===== Document section =====

A pair of small, community-based organizations, one in Mississippi and the other in South Carolina—members of the national environmental coalition Anthropocene Alliance—are celebrating victories after court rulings halted manufacturing toxic to their health.
Cherokee Concerned Citizens (CCC) of Pascagoula, MS—led by Barbara Weckesser—sued the U.S. Environmental Protection Agency and won after a judge invalidated EPA’s approval for Chevron to produce jet fuel oil from discarded plastic. Chemicals in the process are known to cause cancer.
CCC’s success is the subject of an article by ProPublica, which led an investigation in partnership with The Guardian on EPA’s initial approval for Chevron to engage in the toxic manufacturing process.
The Gullah/Geechee Sea Island Coalition of St. Helena Island, SC, led by Queen Quet, joined a coalition that was successful in getting a judge to stop the U.S. Department of Energy (DOE) and the National Nuclear Security Administration (NNSA) from going forward with production of plutonium pits at sites in South Carolina and New Mexico.
A plutonium pit is a hollow sphere of plutonium about the size of a bowling ball that forms the core of a nuclear weapon and triggers the explosion. Plutonium processing is one of the most dangerous manufacturers in the world.
Kept in the Dark
Pascagoula is a fence line community where residents are used to having industries, as Weckesser puts it, “dump their garbage and trash on us.”
But Chevron’s plans to produce fuel from oils extracted from plastics—a process that would release cancer-causing toxins in their midst—proved to be one insult too many for residents.
The fact that Weckesser and her neighbors found out about Chevron’s plans via a news app was particularly galling. “No one reached out to us at all,” she said.
Chevron’s Pascagoula oil refinery is the corporation’s largest and one of the biggest in the country, generating $10 billion in annual revenue. It’s also one of the most polluting: Operations there have emitted into the air and soil heavy metals and volatile compounds, including benzene, xylene, toluene and ethylbenzene.
Now, the U.S.-based multinational corporation plans to produce jet fuel from oils extracted from plastics. The process of extraction—called pyrolysis—emits carbon monoxide, nitrogen oxides and sulfur dioxide, increasing air and water pollution.
Some of the chemicals emitted during Chevron’s process are so toxic, it would give one in every three to four people cancer who live in a three-mile radius of the plant.
The EPA has hailed this repurposing of plastics as “climate friendly,” and in line with an effort the agency announced in 2022 under the Toxic Substances Control Act “to streamline the review of new chemicals that could be used to displace current, higher greenhouse gas emitting transportation fuels.”
Although Chevron’s plan involved purchasing the oils from another to then turn it into jet fuel, Weckesser discovered via EPA’s own study that some of the chemicals emitted during Chevron’s process are so toxic, it would give one in every three to four people cancer who live in a three-mile radius of the plant. “That's the whole city of Pascagoula!” said Weckesser.

===== Raw data =====

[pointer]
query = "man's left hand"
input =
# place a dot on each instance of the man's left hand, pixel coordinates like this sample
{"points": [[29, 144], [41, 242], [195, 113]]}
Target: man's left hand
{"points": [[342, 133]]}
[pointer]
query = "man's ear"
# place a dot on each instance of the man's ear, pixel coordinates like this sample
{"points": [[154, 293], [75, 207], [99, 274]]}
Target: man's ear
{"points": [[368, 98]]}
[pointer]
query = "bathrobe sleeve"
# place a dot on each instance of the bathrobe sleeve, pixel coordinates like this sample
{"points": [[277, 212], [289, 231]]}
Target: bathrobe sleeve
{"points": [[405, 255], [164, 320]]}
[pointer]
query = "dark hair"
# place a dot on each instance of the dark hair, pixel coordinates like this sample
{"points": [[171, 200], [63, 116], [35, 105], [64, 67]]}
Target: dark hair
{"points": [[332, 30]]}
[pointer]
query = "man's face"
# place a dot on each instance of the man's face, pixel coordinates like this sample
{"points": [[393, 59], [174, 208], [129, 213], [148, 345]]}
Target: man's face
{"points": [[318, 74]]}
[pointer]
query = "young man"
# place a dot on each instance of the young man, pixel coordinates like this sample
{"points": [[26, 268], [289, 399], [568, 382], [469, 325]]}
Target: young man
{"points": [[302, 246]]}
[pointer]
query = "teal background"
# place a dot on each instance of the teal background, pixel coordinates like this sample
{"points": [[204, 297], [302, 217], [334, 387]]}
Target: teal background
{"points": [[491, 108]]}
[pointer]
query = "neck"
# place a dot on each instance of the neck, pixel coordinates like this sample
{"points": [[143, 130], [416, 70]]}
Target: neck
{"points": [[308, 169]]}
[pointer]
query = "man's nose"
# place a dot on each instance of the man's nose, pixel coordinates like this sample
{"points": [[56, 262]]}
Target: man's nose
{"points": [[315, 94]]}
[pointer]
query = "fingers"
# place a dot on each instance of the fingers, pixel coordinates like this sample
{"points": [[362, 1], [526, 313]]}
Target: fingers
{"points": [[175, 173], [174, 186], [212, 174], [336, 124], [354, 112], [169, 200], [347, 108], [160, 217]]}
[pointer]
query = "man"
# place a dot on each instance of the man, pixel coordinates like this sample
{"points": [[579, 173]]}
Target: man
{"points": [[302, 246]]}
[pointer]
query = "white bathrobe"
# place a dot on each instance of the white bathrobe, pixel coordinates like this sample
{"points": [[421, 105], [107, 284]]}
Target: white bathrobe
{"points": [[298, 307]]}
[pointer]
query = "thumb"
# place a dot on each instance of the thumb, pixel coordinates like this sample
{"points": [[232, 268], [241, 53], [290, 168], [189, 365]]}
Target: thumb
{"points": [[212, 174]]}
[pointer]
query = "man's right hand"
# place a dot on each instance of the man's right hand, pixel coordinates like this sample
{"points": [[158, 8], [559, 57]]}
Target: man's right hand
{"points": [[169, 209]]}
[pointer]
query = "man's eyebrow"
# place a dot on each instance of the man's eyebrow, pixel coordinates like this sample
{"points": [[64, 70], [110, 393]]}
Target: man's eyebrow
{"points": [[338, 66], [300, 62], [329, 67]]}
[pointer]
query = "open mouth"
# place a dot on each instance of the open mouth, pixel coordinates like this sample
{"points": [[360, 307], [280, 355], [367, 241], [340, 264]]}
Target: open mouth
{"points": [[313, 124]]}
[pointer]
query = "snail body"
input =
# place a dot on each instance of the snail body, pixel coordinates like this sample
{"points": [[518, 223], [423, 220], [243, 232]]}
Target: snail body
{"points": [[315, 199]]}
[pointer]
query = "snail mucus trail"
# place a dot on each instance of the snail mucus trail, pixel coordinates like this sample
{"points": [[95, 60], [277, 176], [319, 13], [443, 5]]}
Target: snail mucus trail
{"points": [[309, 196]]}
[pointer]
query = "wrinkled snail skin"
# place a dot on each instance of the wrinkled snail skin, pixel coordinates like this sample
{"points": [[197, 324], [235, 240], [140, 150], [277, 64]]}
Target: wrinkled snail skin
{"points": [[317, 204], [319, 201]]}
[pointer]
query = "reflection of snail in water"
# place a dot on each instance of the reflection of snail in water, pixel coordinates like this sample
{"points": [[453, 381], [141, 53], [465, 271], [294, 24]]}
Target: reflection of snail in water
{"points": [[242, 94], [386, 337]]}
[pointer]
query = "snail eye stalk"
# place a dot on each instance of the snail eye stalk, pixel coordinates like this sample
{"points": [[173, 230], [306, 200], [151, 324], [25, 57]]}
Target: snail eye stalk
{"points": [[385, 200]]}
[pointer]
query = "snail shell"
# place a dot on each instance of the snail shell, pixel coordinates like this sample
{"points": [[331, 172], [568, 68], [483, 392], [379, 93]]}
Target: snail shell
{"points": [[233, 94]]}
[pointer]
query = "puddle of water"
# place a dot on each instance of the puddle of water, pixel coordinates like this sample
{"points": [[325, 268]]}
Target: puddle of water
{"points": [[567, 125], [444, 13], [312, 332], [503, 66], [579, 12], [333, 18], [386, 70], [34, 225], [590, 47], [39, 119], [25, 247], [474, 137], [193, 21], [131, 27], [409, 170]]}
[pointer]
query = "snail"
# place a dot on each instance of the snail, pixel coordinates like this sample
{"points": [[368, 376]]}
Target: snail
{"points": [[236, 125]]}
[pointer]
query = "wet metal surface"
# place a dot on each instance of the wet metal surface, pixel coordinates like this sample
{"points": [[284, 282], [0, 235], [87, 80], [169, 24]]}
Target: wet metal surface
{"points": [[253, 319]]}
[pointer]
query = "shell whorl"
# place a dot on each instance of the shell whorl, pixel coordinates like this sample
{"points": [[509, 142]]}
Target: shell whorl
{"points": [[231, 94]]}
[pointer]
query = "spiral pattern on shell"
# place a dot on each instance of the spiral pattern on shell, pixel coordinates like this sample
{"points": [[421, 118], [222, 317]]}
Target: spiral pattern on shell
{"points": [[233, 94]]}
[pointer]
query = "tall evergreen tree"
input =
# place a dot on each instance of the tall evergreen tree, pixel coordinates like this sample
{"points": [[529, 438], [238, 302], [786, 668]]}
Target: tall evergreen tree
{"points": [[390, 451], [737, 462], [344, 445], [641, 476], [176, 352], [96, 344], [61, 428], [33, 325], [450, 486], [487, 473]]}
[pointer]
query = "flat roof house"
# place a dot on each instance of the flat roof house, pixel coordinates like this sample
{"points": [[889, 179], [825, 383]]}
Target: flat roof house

=====

» Exercise set:
- a) Please list the volatile compounds that the article about the two community groups' court victories names as emissions from Chevron's Pascagoula refinery.
- b) Go on with the article about the two community groups' court victories, starting after its last sentence.
The lines have no connection to the article about the two community groups' court victories.

» Results:
- a) Benzene, xylene, toluene and ethylbenzene.

- b)
According to ProPublica/The Guardian, the EPA has not released the list of cancer-causing chemicals to the public, citing the need to preserve Chevron’s corporate confidentiality against competitors. A portion of the report that ProPublica/The Guardian was able to obtain had a redacted list of the offending chemicals.
Alarmed by what they did know, Weckesser’s group felt they had enough information to take legal action and reached out to a local attorney who connected them with Earth Justice, a nonprofit public interest environmental law organization.
In April 2023, Earth Justice filed a suit in the U.S. Court of Appeals for the District of Columbia Circuit on behalf of CCC asking the court to invalidate EPA’s approval for Chevron to produce the fuel.
EPA needs to follow the law and protect people at the fence line, not greenwash for Chevron by passing off the company’s plastic-waste fuel as a solution to the climate crisis.
In a statement released at the time the suit was filed, Earth Justice, stated that “under the Toxic Substances Control Act, EPA can’t approve new chemicals with serious health or environmental risks without identifying and implementing ways to minimize the dangers. The agency can also order lab testing that would clarify such risks. EPA did not do either before approving Chevron’s request to produce this hazardous fuel.”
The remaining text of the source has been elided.